__What you need to do__.
Scan the listing and copy each line where the word "every" is present.

__The input__.
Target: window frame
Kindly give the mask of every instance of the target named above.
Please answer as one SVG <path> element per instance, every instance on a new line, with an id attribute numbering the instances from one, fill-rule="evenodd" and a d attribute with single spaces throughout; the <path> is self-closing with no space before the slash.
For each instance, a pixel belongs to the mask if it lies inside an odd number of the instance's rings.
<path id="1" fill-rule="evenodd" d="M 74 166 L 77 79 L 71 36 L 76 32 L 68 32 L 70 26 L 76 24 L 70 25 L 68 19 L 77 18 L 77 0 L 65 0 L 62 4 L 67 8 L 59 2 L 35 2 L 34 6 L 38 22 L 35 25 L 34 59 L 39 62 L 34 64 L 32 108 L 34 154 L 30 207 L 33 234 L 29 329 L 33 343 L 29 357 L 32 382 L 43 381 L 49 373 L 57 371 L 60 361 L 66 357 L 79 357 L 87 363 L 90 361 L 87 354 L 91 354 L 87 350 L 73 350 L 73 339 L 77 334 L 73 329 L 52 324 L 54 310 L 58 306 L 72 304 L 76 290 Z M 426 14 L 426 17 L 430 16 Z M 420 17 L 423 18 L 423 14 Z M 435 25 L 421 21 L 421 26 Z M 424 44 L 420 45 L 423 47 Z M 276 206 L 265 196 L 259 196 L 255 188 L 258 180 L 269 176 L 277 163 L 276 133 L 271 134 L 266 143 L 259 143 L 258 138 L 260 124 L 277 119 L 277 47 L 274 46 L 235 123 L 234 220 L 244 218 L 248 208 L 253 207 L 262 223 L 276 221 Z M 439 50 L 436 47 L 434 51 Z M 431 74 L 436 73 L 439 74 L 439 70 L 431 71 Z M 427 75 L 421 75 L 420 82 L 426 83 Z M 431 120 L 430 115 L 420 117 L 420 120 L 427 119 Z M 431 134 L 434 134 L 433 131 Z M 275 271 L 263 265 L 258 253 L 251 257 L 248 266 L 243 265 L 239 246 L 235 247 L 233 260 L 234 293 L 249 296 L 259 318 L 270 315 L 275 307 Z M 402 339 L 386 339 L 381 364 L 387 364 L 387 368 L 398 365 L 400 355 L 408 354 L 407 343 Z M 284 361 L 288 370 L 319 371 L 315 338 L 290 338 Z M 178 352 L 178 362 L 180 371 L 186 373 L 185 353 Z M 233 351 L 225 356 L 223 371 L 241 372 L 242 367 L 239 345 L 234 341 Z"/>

__Result__.
Kindly give the mask of every instance of the target named above.
Please answer as one SVG <path> element per instance, every instance on a new line, with an id attribute numbering the instances from one, fill-rule="evenodd" and a d attribute with single spaces throughout; the <path> is self-closing with no space before the slash.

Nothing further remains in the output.